TASK GOAL ::
This exercise calls for the records to be returned exactly, with images removed.

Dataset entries
Start of Block

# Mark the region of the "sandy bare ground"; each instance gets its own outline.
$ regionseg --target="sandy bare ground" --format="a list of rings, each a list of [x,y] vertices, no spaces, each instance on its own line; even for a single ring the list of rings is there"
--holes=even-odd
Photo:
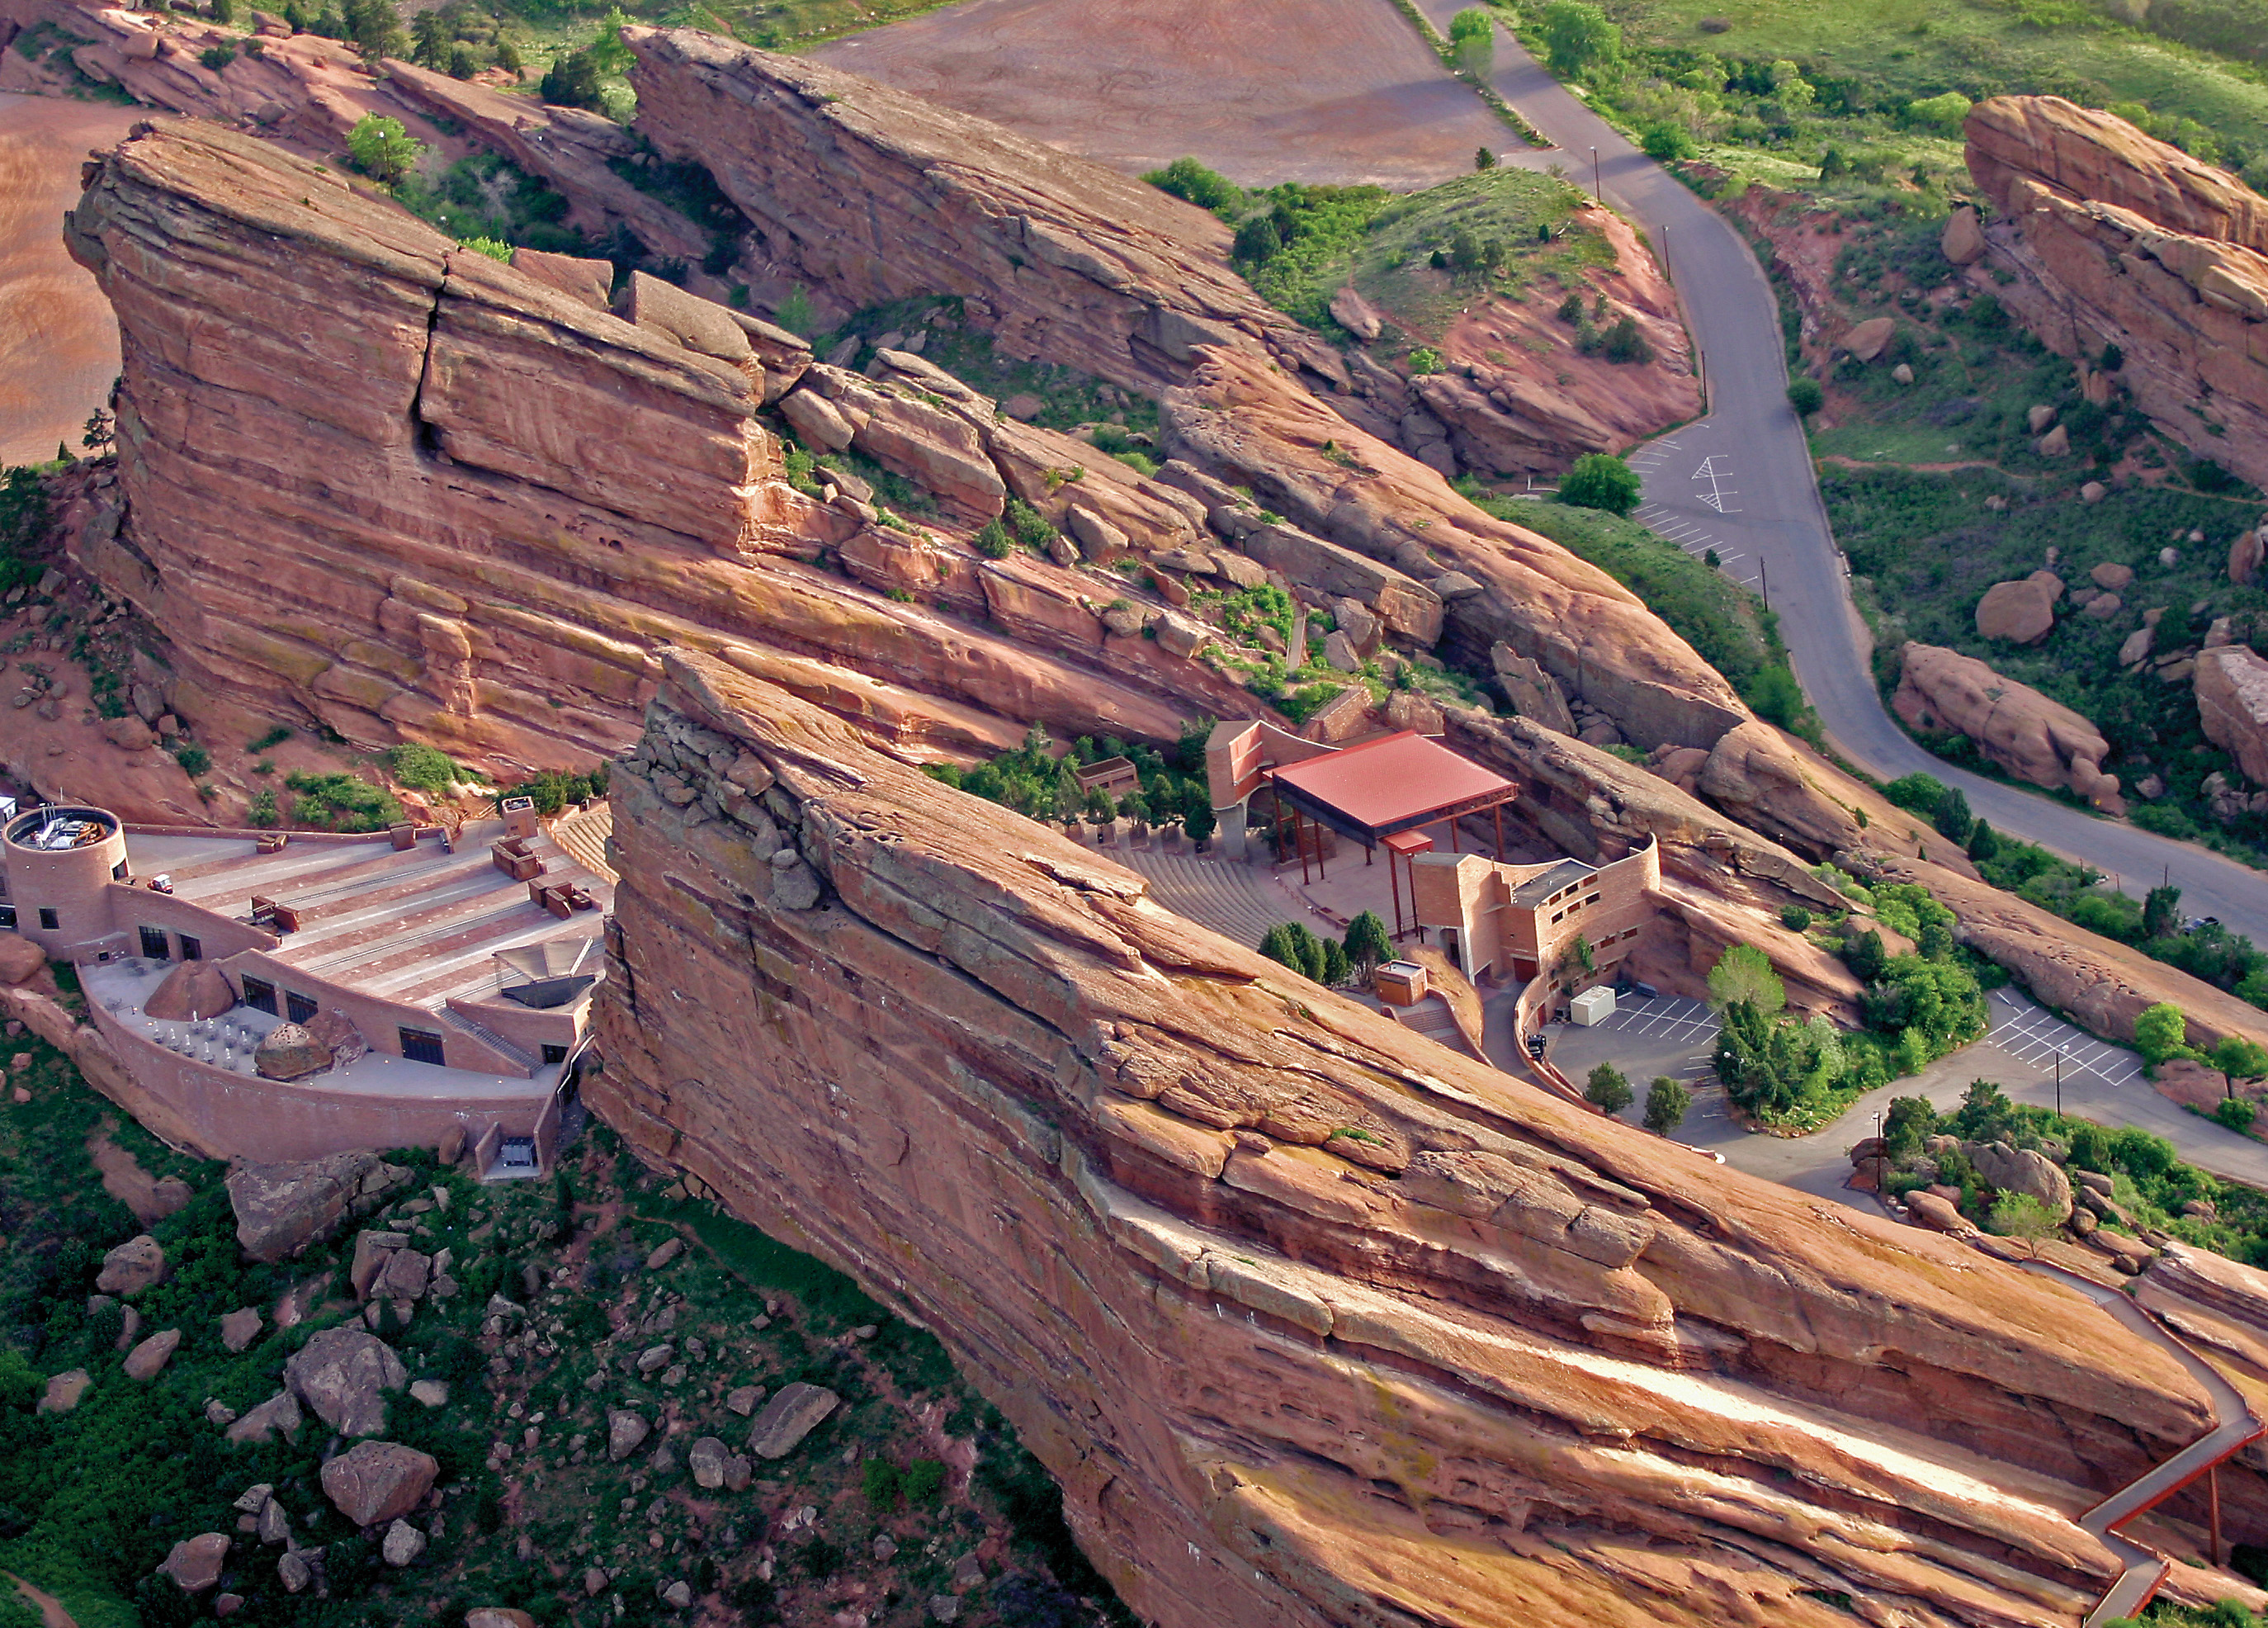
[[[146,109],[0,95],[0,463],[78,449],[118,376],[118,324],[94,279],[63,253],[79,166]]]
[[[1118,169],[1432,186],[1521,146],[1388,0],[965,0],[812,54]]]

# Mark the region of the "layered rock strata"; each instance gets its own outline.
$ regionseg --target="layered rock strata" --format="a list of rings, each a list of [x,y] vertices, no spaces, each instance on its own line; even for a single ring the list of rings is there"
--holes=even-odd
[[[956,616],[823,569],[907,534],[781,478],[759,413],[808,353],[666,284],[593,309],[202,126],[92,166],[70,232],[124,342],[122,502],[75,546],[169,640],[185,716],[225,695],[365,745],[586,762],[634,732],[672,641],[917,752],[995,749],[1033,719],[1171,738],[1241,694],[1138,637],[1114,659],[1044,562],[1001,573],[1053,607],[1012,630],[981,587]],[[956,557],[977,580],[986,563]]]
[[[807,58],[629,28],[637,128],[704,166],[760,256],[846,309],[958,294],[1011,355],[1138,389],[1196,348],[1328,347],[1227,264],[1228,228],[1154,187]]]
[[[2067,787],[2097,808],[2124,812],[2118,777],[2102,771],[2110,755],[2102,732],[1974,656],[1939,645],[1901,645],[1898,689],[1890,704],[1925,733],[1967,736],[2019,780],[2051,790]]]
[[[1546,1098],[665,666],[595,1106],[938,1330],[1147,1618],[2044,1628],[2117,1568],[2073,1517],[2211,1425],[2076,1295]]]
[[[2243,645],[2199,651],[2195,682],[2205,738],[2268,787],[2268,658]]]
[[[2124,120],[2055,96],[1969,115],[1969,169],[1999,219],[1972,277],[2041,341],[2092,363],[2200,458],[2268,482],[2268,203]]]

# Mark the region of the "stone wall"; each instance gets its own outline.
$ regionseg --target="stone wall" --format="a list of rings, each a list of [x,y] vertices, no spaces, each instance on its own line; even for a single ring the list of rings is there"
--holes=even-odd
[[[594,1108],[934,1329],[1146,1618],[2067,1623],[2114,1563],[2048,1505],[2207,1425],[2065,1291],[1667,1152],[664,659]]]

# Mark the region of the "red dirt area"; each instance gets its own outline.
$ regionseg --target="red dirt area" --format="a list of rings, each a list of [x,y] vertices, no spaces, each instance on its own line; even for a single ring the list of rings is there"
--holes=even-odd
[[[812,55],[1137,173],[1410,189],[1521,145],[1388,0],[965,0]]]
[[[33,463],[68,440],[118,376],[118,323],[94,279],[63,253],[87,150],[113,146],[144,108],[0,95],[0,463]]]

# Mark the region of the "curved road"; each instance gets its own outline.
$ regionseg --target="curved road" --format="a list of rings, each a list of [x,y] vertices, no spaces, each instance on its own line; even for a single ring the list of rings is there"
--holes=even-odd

End of Block

TASK RESPONSE ::
# Mark the region of the "sandy bare ground"; each instance gets its own outline.
$ regionseg --target="sandy bare ground" --format="a list of rings, each a list of [x,y] vertices, no spaces, each instance on its own line; even for a single ring the list of rings is there"
--holes=even-odd
Photo:
[[[146,109],[0,95],[0,463],[78,449],[118,376],[118,324],[94,279],[63,253],[79,166]]]
[[[1118,169],[1432,186],[1521,146],[1388,0],[965,0],[812,54]]]

# Mark the region of the "layered rock strata"; each instance gets its own outline.
$ regionseg --target="layered rock strata" --format="a list of rings, each a list of [x,y] vertices, no spaces, each instance on its own line; even for a single ring the list of rings is there"
--holes=even-odd
[[[956,616],[823,569],[907,534],[781,478],[759,413],[808,353],[666,284],[593,309],[202,126],[92,166],[70,232],[124,342],[122,502],[75,546],[169,640],[185,716],[225,695],[365,745],[586,762],[634,732],[672,641],[917,752],[995,749],[1033,719],[1171,738],[1241,694],[1138,637],[1114,659],[1044,562],[1001,573],[1053,607],[1012,630],[981,587]],[[956,557],[977,580],[986,563]]]
[[[807,58],[629,28],[637,128],[704,166],[760,256],[846,309],[958,294],[1011,355],[1138,389],[1196,348],[1328,347],[1227,264],[1228,228],[1154,187]]]
[[[2067,787],[2097,808],[2124,812],[2118,777],[2102,771],[2110,755],[2102,732],[1974,656],[1939,645],[1901,645],[1898,689],[1890,704],[1925,733],[1967,736],[2019,780],[2051,790]]]
[[[1546,1098],[665,666],[595,1106],[938,1330],[1147,1618],[2044,1628],[2117,1568],[2073,1517],[2211,1425],[2076,1295]]]
[[[2243,645],[2199,651],[2195,682],[2205,738],[2268,787],[2268,658]]]
[[[2124,120],[2055,96],[1969,115],[1969,169],[1999,219],[1972,277],[2041,341],[2092,363],[2200,458],[2268,482],[2268,203]]]

# Mark the region of the "stone wall"; each instance gets its own outline.
$ regionseg --target="stone wall" --format="a list of rings, each a list of [x,y] vertices, no spaces, each instance on its own line; even for a single ring the list of rings is there"
--holes=even-odd
[[[594,1108],[934,1329],[1146,1618],[2067,1623],[2114,1563],[2048,1505],[2207,1425],[2065,1291],[1667,1152],[664,659]]]

# Mark the region of the "red dirt area"; each instance gets its own outline.
$ regionseg --target="red dirt area" --format="a list of rings, each a list of [x,y] vertices, no spaces, each instance on its own line; even for a single ring the list of rings is there"
--holes=even-odd
[[[812,55],[1137,173],[1410,189],[1521,145],[1388,0],[965,0]]]
[[[33,463],[68,440],[118,376],[118,323],[94,279],[63,253],[87,150],[113,146],[144,108],[0,95],[0,463]]]

# Mark the region of the "curved road"; each instance gets its own outline.
$ regionseg --target="curved road" --format="a list of rings, each a list of [x,y] vertices, no spaces, each instance on its own line; even for a single ring the list of rings is there"
--holes=even-odd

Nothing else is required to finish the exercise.